The killings were brutal. Famous philosopher-poet Sarvanand Premi and his son. Their eyes were gouged out before they were killed. Sarla Bhatt. A nurse in a Srinagar hospital. Mass-raped and killed. Tika Lala Taplu, Lassa Kaul. Prem Nath Bhatt. H L Khera and Mushirul Haq (their killers were acquitted recently after a 19-year-long trial). Those were the days when such killings did make some news in Delhi.
It’s amazing to find a studied silence in the Indian and the foreign media on an exodus that made the valley‘s cultural vibgyor vanish. It’s shocking to see a secular tribe in the national capital too hospitable to patriotic Indians’ slayers like Musharraf and Yasin Malik, the former being the instigator of the Kargil war and the latter facing cases of murders including those of Indian Air Force officers. Google and find out about him. He was the guest of honour at a recently concluded India-Pakistan dialogue for peace which was conducted without a single participation from refugee Kashmiri Hindus.
We are about to celebrate yet another day of the republic without willing to see that this republic hasn’t been able to assure safety to the patriotic people of Kashmir and has stage-managed an autonomy report that is widely seen as a document of separation mocking at the resolution of Parliament swearing to guard India’s integrity and take back the land illegally occupied by Pakistan and China.
A resolution passed in December 2009 by Panun Kashmir, an organisation of Kashmiri Hindus said: “It is a matter of extreme apathy that the exiled Kashmiri Pandits are forced to live in subhuman conditions and subsistence in so-called migrant camps in Jammu and elsewhere for the last 20 years. There is no policy for reversing the genocide and rehabilitating the community in its homeland and the governments of India as well as the J&K state have treated the holocaust with bizarre inaptitude and abandonment. In the last 20 years the government has made empty announcements and piecemeal return formulae, only to further compound the plight of the community.”
When a people are uprooted, not just the bodies that consume food and procreate are transferred from one station to another. It’s an entire life cycle and the reservoirs of collective memory that get dehydrated. It affects and destroys a language, traditions that weave the fabric of a societal dynamic, songs and beliefs, religious rituals and places of worship, behaviour and protocols that were created and nurtured by the elders as far back as a thousand years, oral history and the patterns of living including homes, food, utensils, methods to greet and calls to organise for a resistance. It affects the attire, the way children are reared, marriages solemnised and the dead cremated.

▸ **Source information**:
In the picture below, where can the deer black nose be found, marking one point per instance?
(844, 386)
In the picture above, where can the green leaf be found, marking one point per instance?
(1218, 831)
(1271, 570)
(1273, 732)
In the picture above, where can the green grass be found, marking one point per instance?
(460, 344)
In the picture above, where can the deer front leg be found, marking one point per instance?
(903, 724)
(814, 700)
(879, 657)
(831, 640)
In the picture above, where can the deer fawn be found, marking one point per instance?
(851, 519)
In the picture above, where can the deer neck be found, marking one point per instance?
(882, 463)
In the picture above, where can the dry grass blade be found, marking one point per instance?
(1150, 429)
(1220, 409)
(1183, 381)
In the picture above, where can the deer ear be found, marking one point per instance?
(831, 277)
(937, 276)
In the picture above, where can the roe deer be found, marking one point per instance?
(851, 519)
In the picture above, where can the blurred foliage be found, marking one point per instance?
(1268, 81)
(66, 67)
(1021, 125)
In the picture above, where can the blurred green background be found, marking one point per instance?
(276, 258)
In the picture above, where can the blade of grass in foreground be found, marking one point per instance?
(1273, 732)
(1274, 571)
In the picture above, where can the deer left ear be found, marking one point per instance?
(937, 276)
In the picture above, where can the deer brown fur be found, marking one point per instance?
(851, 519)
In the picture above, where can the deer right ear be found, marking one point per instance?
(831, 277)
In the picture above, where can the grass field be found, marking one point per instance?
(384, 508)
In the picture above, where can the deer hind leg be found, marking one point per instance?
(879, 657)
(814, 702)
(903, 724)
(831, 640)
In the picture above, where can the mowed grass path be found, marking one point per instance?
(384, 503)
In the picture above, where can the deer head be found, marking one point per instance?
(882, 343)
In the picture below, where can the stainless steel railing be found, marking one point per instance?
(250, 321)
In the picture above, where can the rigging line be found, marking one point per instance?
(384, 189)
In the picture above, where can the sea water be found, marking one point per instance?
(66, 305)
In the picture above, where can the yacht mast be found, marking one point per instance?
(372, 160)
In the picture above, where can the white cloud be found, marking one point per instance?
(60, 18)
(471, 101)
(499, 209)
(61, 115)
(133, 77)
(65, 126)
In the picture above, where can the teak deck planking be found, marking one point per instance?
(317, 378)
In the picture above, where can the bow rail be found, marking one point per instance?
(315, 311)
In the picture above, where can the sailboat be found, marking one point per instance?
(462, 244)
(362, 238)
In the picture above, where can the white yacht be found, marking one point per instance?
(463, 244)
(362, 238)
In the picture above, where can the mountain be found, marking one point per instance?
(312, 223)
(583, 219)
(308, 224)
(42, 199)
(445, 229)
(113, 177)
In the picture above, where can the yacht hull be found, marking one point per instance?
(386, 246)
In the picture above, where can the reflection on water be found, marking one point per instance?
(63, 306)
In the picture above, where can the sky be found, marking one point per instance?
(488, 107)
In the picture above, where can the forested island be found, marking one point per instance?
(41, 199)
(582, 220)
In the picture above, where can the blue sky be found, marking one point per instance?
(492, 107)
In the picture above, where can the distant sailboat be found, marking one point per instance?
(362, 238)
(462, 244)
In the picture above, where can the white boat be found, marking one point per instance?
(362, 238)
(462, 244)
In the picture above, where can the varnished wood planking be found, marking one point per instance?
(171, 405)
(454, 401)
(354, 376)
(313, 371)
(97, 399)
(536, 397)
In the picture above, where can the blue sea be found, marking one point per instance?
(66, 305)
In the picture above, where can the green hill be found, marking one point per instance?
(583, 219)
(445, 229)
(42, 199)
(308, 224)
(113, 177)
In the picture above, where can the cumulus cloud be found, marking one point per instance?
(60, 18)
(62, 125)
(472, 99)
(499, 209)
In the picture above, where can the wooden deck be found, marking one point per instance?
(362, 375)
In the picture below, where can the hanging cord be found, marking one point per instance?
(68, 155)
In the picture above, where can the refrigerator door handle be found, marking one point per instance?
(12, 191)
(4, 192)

▸ **Task brief**:
From the passage on the exodus of Kashmiri Hindus, pull out the stretch from "We are about" through "Pakistan and China." word for word.

▸ **Response to this task**:
We are about to celebrate yet another day of the republic without willing to see that this republic hasn’t been able to assure safety to the patriotic people of Kashmir and has stage-managed an autonomy report that is widely seen as a document of separation mocking at the resolution of Parliament swearing to guard India’s integrity and take back the land illegally occupied by Pakistan and China.